EXERCISE REQUIREMENTS:
Starting at the line with "Objective — one dot on each instance of the front wheel", return every line through the final one of the data, word for word. Pictures stay out.

— Start EXTRACTED RECORDS —

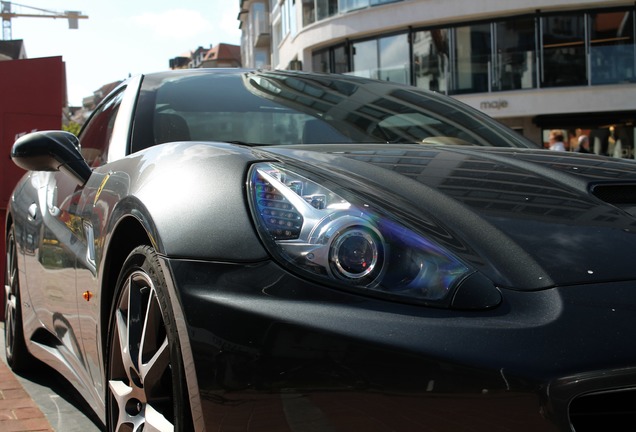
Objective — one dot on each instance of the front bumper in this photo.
(272, 350)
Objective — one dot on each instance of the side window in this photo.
(96, 134)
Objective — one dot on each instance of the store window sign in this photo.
(494, 104)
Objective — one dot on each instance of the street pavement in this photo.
(40, 400)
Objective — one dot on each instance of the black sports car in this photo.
(230, 250)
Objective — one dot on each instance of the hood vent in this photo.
(622, 196)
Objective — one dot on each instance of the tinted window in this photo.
(278, 108)
(96, 134)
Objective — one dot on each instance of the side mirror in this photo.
(51, 151)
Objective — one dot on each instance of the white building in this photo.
(535, 65)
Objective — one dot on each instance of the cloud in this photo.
(174, 24)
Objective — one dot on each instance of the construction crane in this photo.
(8, 14)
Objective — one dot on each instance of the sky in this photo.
(122, 37)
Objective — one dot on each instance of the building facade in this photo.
(534, 65)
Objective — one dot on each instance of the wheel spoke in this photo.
(140, 374)
(152, 371)
(155, 421)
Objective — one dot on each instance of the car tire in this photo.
(145, 375)
(17, 354)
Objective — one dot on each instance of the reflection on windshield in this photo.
(282, 108)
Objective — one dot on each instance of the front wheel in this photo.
(146, 385)
(18, 356)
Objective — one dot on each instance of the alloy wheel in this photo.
(140, 376)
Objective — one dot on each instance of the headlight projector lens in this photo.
(355, 253)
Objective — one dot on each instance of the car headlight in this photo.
(316, 232)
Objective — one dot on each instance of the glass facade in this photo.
(612, 47)
(515, 59)
(576, 48)
(385, 58)
(563, 50)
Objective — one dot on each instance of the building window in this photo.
(288, 18)
(385, 59)
(309, 12)
(340, 59)
(349, 5)
(326, 8)
(563, 50)
(395, 65)
(320, 61)
(612, 47)
(514, 65)
(471, 59)
(365, 59)
(430, 59)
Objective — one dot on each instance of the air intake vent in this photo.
(607, 411)
(622, 196)
(616, 193)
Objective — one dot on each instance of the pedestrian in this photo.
(556, 140)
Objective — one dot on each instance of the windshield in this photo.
(285, 108)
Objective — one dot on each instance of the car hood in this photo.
(529, 219)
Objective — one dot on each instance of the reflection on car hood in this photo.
(530, 219)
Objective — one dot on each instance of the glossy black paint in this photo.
(51, 151)
(545, 317)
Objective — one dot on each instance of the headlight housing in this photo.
(316, 232)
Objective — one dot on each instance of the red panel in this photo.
(32, 96)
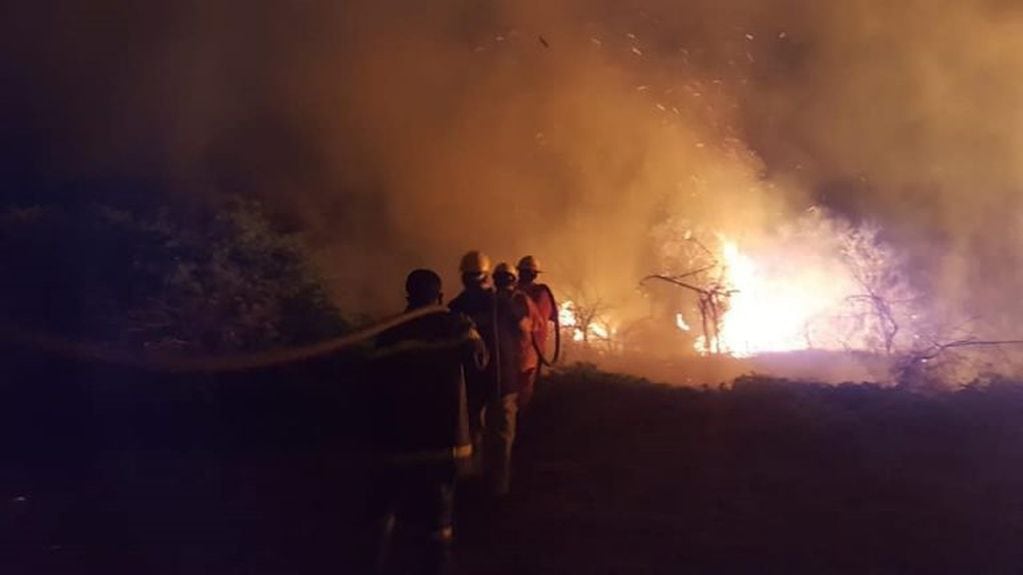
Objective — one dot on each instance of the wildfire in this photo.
(818, 283)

— End EXTRACTED RECORDS —

COMPLETE OUTPUT:
Objective — one dot on each instance of the front wheel in this photo.
(146, 385)
(18, 356)
Objective — one dot on each instance of the alloy wheel in this photo.
(140, 376)
Objective — one dot on each instance of the headlight projector lens in this photo.
(355, 253)
Objective — one dot on each instance of the car headlight in this photo.
(316, 232)
Objective — one dot on each instance of the glass facade in this photo.
(612, 47)
(515, 59)
(576, 48)
(385, 58)
(563, 50)
Objective — one dot on each instance of the building window in this photo.
(288, 18)
(385, 59)
(309, 12)
(340, 59)
(349, 5)
(326, 8)
(563, 50)
(395, 65)
(320, 61)
(612, 47)
(514, 65)
(471, 59)
(365, 59)
(430, 59)
Objective — one dot on each instance of the air intake vent in this photo.
(607, 411)
(622, 196)
(616, 193)
Objective — one dot on each instance of the pedestrian in this photo.
(556, 140)
Objective — one dot on each instance of the windshield in this photo.
(285, 108)
Objective — one dot on each instance of the car hood in this photo.
(529, 219)
Objective — one dot on each instance of the reflection on car hood in this photo.
(530, 219)
Objective — one dot on each instance of the glossy black paint in this photo.
(51, 151)
(545, 317)
Objective — one dot on each instance of the headlight housing in this photo.
(316, 232)
Objective — one dot on each instance of the red panel in this photo.
(32, 96)
Objective — one dot on each instance of the wildfire in this photo.
(818, 283)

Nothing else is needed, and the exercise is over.